Excerpt to read —
*** Begin section ***

The Wound-Dresser with Theater of War & Community Building Art Works

Flyer for The Wound-Dresser with Theater of War & Community Building Art Works, a virtual community discussion of Walt Whitman’s “The Wound-Dresser.”

On February 10th, in collaboration with Theater of War and Community Building Art Works (CBAW), we hosted a virtual community discussion of Walt Whitman’s “The Wound-Dresser.” The event brought veterans, EMTs, nurses and other frontline medical providers, and their loved ones into a conversation to discuss the enduring relevance of Whitman’s experience, kneeling by the beds and operating tables of makeshift military hospitals during the Civil War. 

Taking Whitman’s poem from our Season Three premiere as their source, a talented group of professional actors and U.S. veterans assembled to read the text and share their gut reactions: actors David Strathairn (Nomadland) and Jeffrey Wright (Westworld), U.S. Air Force veterans Craig Manbauman and Maj. (Ret.) Belena Stuart Marquez, and COL (Ret.) Gregory D. Gadson. Their comments kicked off a powerful evening of sharing and listening, which was introduced by Elisa New, and facilitated by Theater of War’s Bryan Doerries & CBAW’s Seema Reza.

*** End section ***

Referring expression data
*** Begin section ***

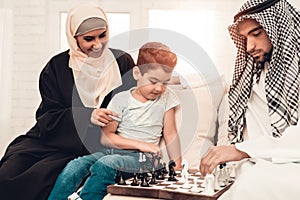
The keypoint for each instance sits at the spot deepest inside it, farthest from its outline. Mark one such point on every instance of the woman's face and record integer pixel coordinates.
(92, 43)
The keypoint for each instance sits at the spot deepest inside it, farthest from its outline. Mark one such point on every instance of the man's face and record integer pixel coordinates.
(258, 43)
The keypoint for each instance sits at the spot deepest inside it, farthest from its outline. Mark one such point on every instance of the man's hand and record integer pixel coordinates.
(217, 155)
(100, 116)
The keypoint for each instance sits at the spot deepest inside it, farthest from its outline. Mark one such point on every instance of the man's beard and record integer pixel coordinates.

*** End section ***

Instructions for the task — Copy out the page about the virtual discussion of "The Wound-Dresser" above in full, word for word, from its title to its final sentence.

Answer for the task —
The Wound-Dresser with Theater of War & Community Building Art Works

Flyer for The Wound-Dresser with Theater of War & Community Building Art Works, a virtual community discussion of Walt Whitman’s “The Wound-Dresser.”

On February 10th, in collaboration with Theater of War and Community Building Art Works (CBAW), we hosted a virtual community discussion of Walt Whitman’s “The Wound-Dresser.” The event brought veterans, EMTs, nurses and other frontline medical providers, and their loved ones into a conversation to discuss the enduring relevance of Whitman’s experience, kneeling by the beds and operating tables of makeshift military hospitals during the Civil War. 

Taking Whitman’s poem from our Season Three premiere as their source, a talented group of professional actors and U.S. veterans assembled to read the text and share their gut reactions: actors David Strathairn (Nomadland) and Jeffrey Wright (Westworld), U.S. Air Force veterans Craig Manbauman and Maj. (Ret.) Belena Stuart Marquez, and COL (Ret.) Gregory D. Gadson. Their comments kicked off a powerful evening of sharing and listening, which was introduced by Elisa New, and facilitated by Theater of War’s Bryan Doerries & CBAW’s Seema Reza.